Dataset excerpt

-----

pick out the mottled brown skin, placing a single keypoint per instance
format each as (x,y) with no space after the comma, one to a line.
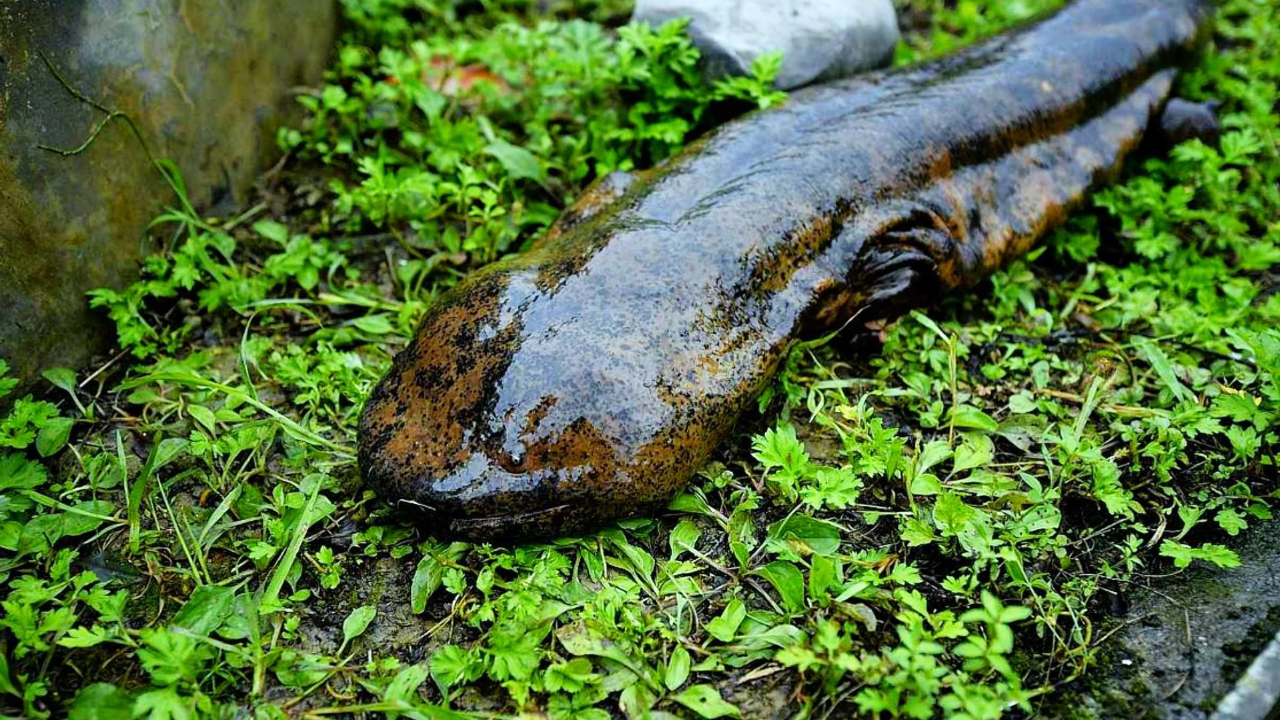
(590,377)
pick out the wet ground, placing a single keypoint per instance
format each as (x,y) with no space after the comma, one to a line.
(1185,639)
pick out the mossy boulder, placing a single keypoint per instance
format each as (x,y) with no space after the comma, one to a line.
(208,83)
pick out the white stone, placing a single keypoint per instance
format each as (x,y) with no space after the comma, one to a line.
(819,39)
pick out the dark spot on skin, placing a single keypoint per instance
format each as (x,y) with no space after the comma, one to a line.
(590,377)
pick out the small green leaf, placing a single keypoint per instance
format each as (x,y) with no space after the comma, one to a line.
(357,623)
(205,610)
(707,702)
(204,415)
(807,536)
(101,701)
(787,580)
(677,669)
(53,436)
(272,229)
(684,538)
(19,473)
(725,627)
(967,417)
(519,163)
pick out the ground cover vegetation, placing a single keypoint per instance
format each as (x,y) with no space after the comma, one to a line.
(929,529)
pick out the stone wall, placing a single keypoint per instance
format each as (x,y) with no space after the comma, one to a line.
(206,81)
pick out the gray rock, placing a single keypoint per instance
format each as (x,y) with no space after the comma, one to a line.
(208,83)
(819,39)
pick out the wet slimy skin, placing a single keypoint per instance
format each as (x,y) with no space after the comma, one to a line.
(590,377)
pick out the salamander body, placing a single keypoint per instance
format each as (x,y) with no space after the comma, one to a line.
(592,376)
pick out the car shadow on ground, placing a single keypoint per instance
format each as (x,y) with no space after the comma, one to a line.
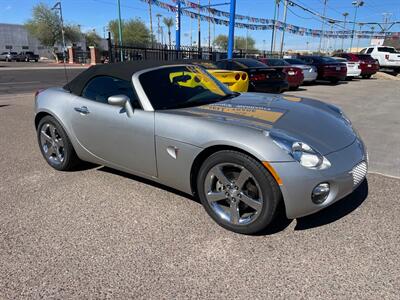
(148,182)
(326,216)
(336,211)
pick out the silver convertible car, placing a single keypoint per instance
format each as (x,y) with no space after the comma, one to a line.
(242,155)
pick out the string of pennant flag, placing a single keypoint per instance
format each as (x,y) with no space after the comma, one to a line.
(264,24)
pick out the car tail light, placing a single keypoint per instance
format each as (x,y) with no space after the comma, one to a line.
(258,77)
(38,92)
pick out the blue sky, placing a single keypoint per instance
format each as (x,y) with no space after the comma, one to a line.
(95,14)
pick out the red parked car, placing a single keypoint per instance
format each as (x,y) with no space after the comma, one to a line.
(368,65)
(328,68)
(295,76)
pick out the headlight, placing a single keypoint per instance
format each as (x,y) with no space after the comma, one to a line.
(300,151)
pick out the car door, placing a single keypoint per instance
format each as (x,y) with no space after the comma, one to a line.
(108,133)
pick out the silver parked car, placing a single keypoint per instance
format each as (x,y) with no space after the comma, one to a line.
(310,72)
(8,56)
(243,155)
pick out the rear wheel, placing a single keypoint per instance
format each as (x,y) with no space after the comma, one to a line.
(334,81)
(238,192)
(55,145)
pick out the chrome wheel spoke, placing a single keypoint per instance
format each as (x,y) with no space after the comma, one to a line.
(234,213)
(60,142)
(49,152)
(243,177)
(215,196)
(217,172)
(253,203)
(53,132)
(45,136)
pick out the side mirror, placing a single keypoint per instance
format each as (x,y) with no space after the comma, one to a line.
(122,101)
(118,100)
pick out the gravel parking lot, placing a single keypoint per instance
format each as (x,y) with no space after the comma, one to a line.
(98,233)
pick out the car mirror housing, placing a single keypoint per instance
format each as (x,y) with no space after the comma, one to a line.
(122,101)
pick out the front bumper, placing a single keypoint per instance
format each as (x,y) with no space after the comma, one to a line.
(343,176)
(269,87)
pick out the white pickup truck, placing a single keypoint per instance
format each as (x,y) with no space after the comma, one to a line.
(387,57)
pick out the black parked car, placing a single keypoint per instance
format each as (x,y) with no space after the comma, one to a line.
(8,56)
(262,78)
(27,56)
(328,68)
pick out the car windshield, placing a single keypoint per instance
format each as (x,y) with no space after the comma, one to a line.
(182,86)
(277,62)
(249,63)
(387,49)
(364,56)
(206,64)
(295,61)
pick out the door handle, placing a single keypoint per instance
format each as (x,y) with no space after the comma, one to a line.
(83,110)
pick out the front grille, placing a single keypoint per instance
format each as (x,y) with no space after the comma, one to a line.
(359,172)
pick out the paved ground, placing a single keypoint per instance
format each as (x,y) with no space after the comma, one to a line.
(373,106)
(97,233)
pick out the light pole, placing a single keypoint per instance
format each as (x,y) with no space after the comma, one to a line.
(286,3)
(322,27)
(357,4)
(231,36)
(58,7)
(158,27)
(328,44)
(345,14)
(273,27)
(358,38)
(120,32)
(198,29)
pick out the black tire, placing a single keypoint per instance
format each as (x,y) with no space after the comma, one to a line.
(70,159)
(334,81)
(271,195)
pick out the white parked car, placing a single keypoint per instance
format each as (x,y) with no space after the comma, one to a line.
(310,72)
(353,67)
(388,57)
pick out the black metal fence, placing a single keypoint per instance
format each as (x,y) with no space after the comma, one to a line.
(165,53)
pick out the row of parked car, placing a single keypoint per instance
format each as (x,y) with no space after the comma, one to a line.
(22,56)
(279,75)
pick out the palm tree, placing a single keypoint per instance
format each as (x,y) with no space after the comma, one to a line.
(169,22)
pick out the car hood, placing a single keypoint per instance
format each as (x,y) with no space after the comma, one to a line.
(318,124)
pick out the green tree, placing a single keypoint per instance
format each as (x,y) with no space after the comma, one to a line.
(45,25)
(169,22)
(92,39)
(134,32)
(221,41)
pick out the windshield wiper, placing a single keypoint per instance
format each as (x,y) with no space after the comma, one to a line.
(229,96)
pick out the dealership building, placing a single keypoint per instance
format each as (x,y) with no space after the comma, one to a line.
(15,37)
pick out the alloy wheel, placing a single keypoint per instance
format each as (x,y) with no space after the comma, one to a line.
(52,144)
(233,193)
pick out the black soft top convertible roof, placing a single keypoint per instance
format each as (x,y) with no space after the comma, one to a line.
(121,70)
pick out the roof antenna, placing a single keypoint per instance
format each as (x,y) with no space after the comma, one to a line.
(58,7)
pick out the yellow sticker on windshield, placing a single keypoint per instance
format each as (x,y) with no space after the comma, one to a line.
(292,98)
(260,114)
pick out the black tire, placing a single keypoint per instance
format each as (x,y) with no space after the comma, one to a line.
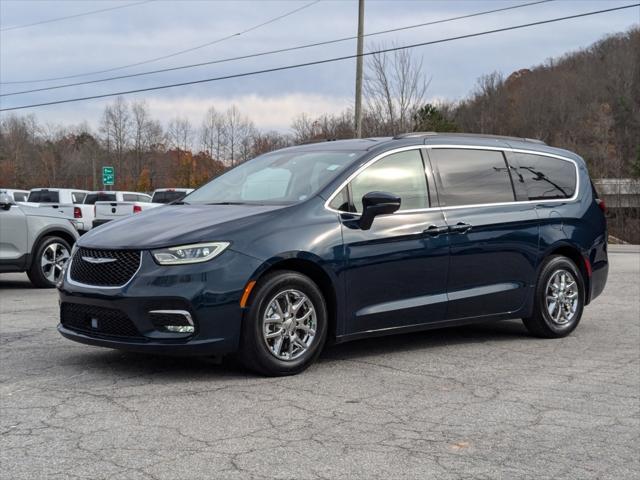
(541,323)
(255,352)
(40,276)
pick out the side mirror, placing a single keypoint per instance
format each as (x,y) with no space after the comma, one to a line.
(5,201)
(377,203)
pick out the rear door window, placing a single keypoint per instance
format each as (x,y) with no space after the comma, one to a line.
(471,177)
(544,178)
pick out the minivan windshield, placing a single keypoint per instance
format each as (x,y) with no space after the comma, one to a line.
(283,177)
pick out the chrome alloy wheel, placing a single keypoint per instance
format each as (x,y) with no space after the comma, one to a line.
(562,297)
(54,257)
(289,325)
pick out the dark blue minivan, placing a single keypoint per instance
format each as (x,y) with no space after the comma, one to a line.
(342,240)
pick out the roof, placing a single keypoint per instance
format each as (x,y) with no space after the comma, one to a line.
(432,138)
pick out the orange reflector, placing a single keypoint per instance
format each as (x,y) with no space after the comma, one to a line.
(246,293)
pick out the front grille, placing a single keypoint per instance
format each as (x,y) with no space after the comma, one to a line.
(97,320)
(115,273)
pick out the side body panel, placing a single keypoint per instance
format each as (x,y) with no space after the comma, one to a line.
(396,273)
(13,237)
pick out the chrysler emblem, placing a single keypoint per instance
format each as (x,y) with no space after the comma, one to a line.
(99,260)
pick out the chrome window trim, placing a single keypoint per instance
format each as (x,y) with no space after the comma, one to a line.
(85,285)
(460,147)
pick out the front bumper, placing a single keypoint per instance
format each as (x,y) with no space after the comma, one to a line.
(120,317)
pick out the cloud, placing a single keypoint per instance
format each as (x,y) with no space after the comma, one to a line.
(267,112)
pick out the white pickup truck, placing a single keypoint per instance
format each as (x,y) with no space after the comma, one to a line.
(114,210)
(16,195)
(124,205)
(85,214)
(65,201)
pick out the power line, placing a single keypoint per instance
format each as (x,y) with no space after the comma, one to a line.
(319,62)
(271,52)
(174,54)
(58,19)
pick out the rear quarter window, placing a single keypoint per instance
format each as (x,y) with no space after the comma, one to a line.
(544,178)
(78,197)
(167,196)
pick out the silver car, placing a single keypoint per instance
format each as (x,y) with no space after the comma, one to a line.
(35,241)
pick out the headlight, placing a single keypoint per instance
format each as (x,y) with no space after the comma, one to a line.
(200,252)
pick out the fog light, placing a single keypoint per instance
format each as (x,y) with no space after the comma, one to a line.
(180,328)
(172,321)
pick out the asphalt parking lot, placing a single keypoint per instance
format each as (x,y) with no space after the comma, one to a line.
(477,402)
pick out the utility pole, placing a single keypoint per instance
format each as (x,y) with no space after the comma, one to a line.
(358,112)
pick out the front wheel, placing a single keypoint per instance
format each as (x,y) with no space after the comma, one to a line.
(50,257)
(559,299)
(285,326)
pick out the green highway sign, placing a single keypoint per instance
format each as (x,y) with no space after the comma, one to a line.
(108,175)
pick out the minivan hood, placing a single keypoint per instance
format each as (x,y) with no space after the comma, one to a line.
(173,225)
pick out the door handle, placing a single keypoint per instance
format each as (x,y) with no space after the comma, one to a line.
(434,230)
(460,227)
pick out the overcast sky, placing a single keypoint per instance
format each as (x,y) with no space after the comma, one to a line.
(151,29)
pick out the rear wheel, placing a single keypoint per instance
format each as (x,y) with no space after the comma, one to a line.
(559,300)
(285,326)
(50,257)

-----

**EXERCISE DIRECTIONS:**
Only those lines running from the one containing "pick out the green highway" through the last line of the data above are to be copied, exactly, with both ends included.

**THE ANSWER:**
pick out the green highway sign, placing a single keypoint per instance
format each as (x,y) with no space after the comma, one to a line.
(108,175)
pick out the minivan hood, placing a single keypoint per instance
format each as (x,y) with no space after the comma, one to a line.
(173,225)
pick out the door handle, placing a single keypoint per instance
format each as (x,y) with no space after the comma, one to a line.
(434,230)
(460,227)
pick out the overcast sky, placing a single keypoint per instance
format each as (x,y) with no space after the comma, one to a line.
(151,29)
pick out the rear wheel, placing a single keypoint per instance
format each as (x,y) with no space after the comma, one to a line.
(559,300)
(285,326)
(50,257)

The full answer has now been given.